PROBLEM STATEMENT = Could you copy the listing below line for line, without changing anything, and leave out the pictures?

INFORMATION PROVIDED =
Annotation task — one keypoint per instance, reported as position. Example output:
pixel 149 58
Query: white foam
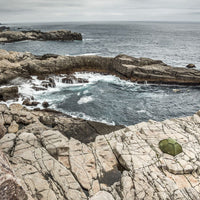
pixel 95 77
pixel 87 117
pixel 85 99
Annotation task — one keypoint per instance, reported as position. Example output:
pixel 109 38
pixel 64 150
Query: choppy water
pixel 107 98
pixel 111 100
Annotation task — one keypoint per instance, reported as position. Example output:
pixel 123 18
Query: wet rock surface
pixel 7 93
pixel 141 70
pixel 52 163
pixel 14 36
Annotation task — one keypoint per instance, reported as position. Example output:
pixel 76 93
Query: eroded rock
pixel 124 164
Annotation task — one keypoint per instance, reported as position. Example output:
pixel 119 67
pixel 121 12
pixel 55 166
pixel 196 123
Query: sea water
pixel 106 98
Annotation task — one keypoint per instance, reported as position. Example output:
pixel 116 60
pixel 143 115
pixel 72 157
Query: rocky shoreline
pixel 49 155
pixel 49 158
pixel 15 36
pixel 141 70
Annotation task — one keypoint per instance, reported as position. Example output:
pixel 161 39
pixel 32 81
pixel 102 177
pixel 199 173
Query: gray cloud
pixel 89 10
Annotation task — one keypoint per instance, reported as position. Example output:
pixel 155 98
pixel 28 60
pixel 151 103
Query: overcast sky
pixel 101 10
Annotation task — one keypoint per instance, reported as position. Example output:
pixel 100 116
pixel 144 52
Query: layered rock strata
pixel 53 162
pixel 141 70
pixel 14 36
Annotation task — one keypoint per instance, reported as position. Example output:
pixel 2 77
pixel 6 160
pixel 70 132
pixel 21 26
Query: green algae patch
pixel 170 146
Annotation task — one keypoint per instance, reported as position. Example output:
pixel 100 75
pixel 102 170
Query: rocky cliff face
pixel 16 64
pixel 52 162
pixel 14 36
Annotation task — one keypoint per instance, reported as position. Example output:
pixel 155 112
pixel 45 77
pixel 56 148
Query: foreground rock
pixel 16 64
pixel 14 36
pixel 10 187
pixel 125 164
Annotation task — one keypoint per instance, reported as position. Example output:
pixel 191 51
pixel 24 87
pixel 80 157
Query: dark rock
pixel 10 187
pixel 52 81
pixel 27 102
pixel 45 104
pixel 12 36
pixel 38 88
pixel 2 130
pixel 8 93
pixel 191 66
pixel 70 79
pixel 48 83
pixel 3 28
pixel 35 103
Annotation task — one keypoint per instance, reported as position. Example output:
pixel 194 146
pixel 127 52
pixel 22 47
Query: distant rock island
pixel 141 70
pixel 14 36
pixel 45 154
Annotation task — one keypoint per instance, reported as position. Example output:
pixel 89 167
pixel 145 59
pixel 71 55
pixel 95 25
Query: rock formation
pixel 7 93
pixel 57 157
pixel 16 64
pixel 3 28
pixel 14 36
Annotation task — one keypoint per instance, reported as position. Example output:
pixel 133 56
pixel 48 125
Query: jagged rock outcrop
pixel 16 64
pixel 3 28
pixel 14 36
pixel 7 93
pixel 124 164
pixel 10 186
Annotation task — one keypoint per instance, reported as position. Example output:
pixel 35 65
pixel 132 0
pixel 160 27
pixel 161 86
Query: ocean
pixel 107 98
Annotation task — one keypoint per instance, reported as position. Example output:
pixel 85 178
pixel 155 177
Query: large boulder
pixel 10 187
pixel 7 93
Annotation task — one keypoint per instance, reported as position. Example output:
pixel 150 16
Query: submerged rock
pixel 45 104
pixel 141 70
pixel 170 147
pixel 7 93
pixel 191 66
pixel 70 79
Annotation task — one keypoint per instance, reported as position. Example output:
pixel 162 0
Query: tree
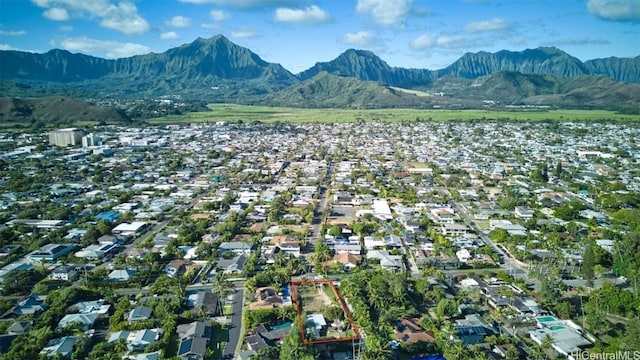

SOLUTION BELOW =
Annotation task — one keypoint per instance, reported as position. Example output:
pixel 149 58
Query: white foam
pixel 95 77
pixel 87 117
pixel 85 99
Annotation task — one keypoint per instance, reported as position. Example output:
pixel 109 38
pixel 64 150
Query: choppy water
pixel 107 98
pixel 111 100
Annotation task — one keypoint per instance, reported as position. Example output:
pixel 123 18
Query: wet rock surface
pixel 7 93
pixel 141 70
pixel 52 163
pixel 14 36
Annotation task — one keypoint per instance, reported as position. Example output:
pixel 76 93
Query: eroded rock
pixel 124 164
Annotation task — one keypoint per instance, reported as position. Example output:
pixel 119 67
pixel 121 12
pixel 55 166
pixel 196 123
Query: sea water
pixel 106 98
Annotation task — one keypoint per instance, reported as position. Example output:
pixel 116 60
pixel 143 115
pixel 72 157
Query: rocky shoreline
pixel 49 155
pixel 49 158
pixel 15 36
pixel 141 70
Annotation task — one keypoint per instance, reported as position. Example output:
pixel 161 39
pixel 32 81
pixel 102 177
pixel 199 173
Query: gray cloud
pixel 89 10
Annotation task — one keypoint per instance, reported as position. Example output:
pixel 155 98
pixel 28 60
pixel 151 103
Query: overcast sky
pixel 101 10
Annotation task — one keypoint per instance, reported as position. Example output:
pixel 100 116
pixel 144 52
Query: layered rock strata
pixel 53 162
pixel 141 70
pixel 14 36
Annotation task — one keypoint per instance, reported as position. Example output:
pixel 2 77
pixel 6 160
pixel 70 132
pixel 21 26
Query: green algae patch
pixel 170 146
Annotation task — one keypoint per instance, reported as position. Example output:
pixel 100 75
pixel 102 170
Query: rocky cliff face
pixel 16 64
pixel 52 162
pixel 14 36
Annotation task — one keypoint per instance, reported as position. Example output:
pixel 155 112
pixel 45 77
pixel 56 148
Query: foreground rock
pixel 16 64
pixel 14 36
pixel 10 187
pixel 125 164
Annotation task — one keypoint per instance, reported as position. Example output:
pixel 191 51
pixel 24 87
pixel 80 157
Query: dark rock
pixel 10 187
pixel 52 81
pixel 27 102
pixel 45 104
pixel 12 36
pixel 38 88
pixel 2 130
pixel 8 93
pixel 191 66
pixel 70 79
pixel 48 83
pixel 3 28
pixel 35 103
Annotation task — one keypoint per instance, reported as position. Example output:
pixel 194 146
pixel 127 52
pixel 22 47
Query: distant rock island
pixel 141 70
pixel 14 36
pixel 45 154
Annotation task — one keypoint per instance, reported as position. Example output:
pixel 89 167
pixel 145 59
pixel 71 55
pixel 95 25
Query: rock formation
pixel 7 93
pixel 57 157
pixel 16 64
pixel 3 28
pixel 14 36
Annotation task — one keypoint per instance, reported as position. Example output:
pixel 133 56
pixel 48 125
Query: jagged rock outcrop
pixel 16 64
pixel 3 28
pixel 14 36
pixel 7 93
pixel 124 164
pixel 10 186
Annotation task — one keypoint per instance, reported as position. Example output:
pixel 35 65
pixel 132 0
pixel 160 27
pixel 161 86
Query: ocean
pixel 107 98
Annotation task — one keypoint per instance, reported as position. Example output:
pixel 85 178
pixel 155 177
Query: large boulder
pixel 10 187
pixel 7 93
Annotation task — one keypoint per instance, reported as position. Example output:
pixel 150 16
Query: submerged rock
pixel 45 104
pixel 141 70
pixel 170 147
pixel 7 93
pixel 191 66
pixel 70 79
Annotation task — one keypoint per instance, reported as position. Example output:
pixel 162 0
Query: tree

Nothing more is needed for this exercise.